_Excerpt provided_
────────────────

Karl Friedrich Neumann (28 December 1793 – 17 March 1870) was a German orientalist.

Life

Neumann was born, under the name of Bamberger, at Reichsmannsdorf, near Bamberg. He studied philosophy and philology at Heidelberg, Munich and Göttingen, became a convert to Protestantism and took the name of Neumann. From 1821 to 1825 he was a teacher in Würzburg and Speyer; then he learned Armenian in Venice at the San Lazzaro degli Armeni and visited Paris and London.

In 1829 he went to China, where he studied the language and amassed a large library of valuable books and manuscripts. These, about 12,000 in number, he presented to the royal library at Munich. Returning to Germany in 1833, Neumann was made professor of Armenian and Chinese in the university of Munich. He held this position until 1852, when, owing to his pronounced revolutionary opinions, he was removed from his chair. Ten years later he settled in Berlin, where he remained until his death in 1870.

Neumann's leisure time after his enforced retirement was occupied in historical studies, and besides his "Geschichte des englischen Reichs in Asien" (Leipzig, 1857, 2 volumes), he wrote a history of the United States of America, Geschichte der Vereinigten Staaten von Amerika (Berlin, 1863-1866, 3 volumes).

────────────────

_Dataset excerpts_

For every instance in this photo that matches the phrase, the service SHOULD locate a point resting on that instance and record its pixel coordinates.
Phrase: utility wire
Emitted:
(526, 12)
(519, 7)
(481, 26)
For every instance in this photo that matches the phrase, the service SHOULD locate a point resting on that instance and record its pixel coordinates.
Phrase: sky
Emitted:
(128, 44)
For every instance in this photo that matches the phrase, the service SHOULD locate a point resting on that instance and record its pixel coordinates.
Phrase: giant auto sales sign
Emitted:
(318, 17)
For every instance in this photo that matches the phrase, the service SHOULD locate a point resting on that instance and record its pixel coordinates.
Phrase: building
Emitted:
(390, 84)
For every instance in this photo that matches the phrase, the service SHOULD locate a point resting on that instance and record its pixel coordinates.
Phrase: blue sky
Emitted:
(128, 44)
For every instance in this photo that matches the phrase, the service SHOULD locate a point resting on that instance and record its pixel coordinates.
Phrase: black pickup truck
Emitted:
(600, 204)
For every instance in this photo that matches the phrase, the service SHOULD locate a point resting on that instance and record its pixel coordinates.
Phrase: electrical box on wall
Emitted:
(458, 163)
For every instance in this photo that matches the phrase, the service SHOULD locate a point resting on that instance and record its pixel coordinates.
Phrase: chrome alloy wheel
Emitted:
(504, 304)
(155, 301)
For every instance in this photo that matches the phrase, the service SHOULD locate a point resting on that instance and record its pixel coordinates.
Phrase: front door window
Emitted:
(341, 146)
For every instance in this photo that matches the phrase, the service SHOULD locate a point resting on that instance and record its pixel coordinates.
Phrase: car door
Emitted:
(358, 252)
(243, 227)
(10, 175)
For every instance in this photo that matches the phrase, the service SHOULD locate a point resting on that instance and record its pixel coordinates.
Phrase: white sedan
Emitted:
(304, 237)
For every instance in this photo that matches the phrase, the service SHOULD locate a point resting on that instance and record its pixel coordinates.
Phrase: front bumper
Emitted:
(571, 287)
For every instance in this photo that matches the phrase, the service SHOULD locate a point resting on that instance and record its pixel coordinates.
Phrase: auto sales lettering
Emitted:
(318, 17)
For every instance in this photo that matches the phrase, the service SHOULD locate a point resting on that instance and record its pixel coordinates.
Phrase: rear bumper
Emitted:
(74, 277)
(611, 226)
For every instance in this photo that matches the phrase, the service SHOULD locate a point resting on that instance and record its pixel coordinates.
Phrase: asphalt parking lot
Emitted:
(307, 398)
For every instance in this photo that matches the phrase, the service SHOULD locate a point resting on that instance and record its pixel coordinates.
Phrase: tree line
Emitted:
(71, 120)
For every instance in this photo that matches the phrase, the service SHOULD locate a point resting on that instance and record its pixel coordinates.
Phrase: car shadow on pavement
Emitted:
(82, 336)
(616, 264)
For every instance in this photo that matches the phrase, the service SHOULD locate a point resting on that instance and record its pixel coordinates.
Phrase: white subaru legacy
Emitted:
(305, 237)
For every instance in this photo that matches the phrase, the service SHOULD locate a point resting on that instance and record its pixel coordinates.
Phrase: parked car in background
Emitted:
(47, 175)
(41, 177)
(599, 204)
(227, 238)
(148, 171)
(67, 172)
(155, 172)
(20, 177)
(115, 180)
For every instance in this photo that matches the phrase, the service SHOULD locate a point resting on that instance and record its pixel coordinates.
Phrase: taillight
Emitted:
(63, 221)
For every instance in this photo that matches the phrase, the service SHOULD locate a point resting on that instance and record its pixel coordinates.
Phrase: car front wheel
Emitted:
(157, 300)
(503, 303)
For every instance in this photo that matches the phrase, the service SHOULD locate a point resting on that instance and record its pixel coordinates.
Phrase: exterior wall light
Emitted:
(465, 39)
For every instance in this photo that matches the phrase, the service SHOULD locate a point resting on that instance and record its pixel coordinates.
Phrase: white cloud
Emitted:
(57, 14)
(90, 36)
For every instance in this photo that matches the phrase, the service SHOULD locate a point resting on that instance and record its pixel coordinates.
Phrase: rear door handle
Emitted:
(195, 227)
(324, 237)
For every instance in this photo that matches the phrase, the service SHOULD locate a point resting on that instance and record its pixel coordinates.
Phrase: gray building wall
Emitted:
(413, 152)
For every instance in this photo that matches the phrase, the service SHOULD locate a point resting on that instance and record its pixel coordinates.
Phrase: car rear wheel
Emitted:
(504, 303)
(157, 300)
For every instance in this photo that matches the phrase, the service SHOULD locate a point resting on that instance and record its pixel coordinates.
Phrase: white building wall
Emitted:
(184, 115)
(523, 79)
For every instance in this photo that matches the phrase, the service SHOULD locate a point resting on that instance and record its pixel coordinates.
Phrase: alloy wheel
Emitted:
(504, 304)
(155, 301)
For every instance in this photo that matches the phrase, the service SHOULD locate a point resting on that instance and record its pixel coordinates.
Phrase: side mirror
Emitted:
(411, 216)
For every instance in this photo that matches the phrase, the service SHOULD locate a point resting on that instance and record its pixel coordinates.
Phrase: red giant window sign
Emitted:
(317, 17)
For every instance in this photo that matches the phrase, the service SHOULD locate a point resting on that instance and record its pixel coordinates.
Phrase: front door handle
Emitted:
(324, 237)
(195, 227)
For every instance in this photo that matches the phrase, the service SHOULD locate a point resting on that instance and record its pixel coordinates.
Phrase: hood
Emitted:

────────────────

_Description of the task_
Please print everything in the Neumann biography from "In 1829 he went" down to "1863-1866, 3 volumes).", word for word. The rows are separate material, apart from the Neumann biography.

_Response for this exercise_
In 1829 he went to China, where he studied the language and amassed a large library of valuable books and manuscripts. These, about 12,000 in number, he presented to the royal library at Munich. Returning to Germany in 1833, Neumann was made professor of Armenian and Chinese in the university of Munich. He held this position until 1852, when, owing to his pronounced revolutionary opinions, he was removed from his chair. Ten years later he settled in Berlin, where he remained until his death in 1870.

Neumann's leisure time after his enforced retirement was occupied in historical studies, and besides his "Geschichte des englischen Reichs in Asien" (Leipzig, 1857, 2 volumes), he wrote a history of the United States of America, Geschichte der Vereinigten Staaten von Amerika (Berlin, 1863-1866, 3 volumes).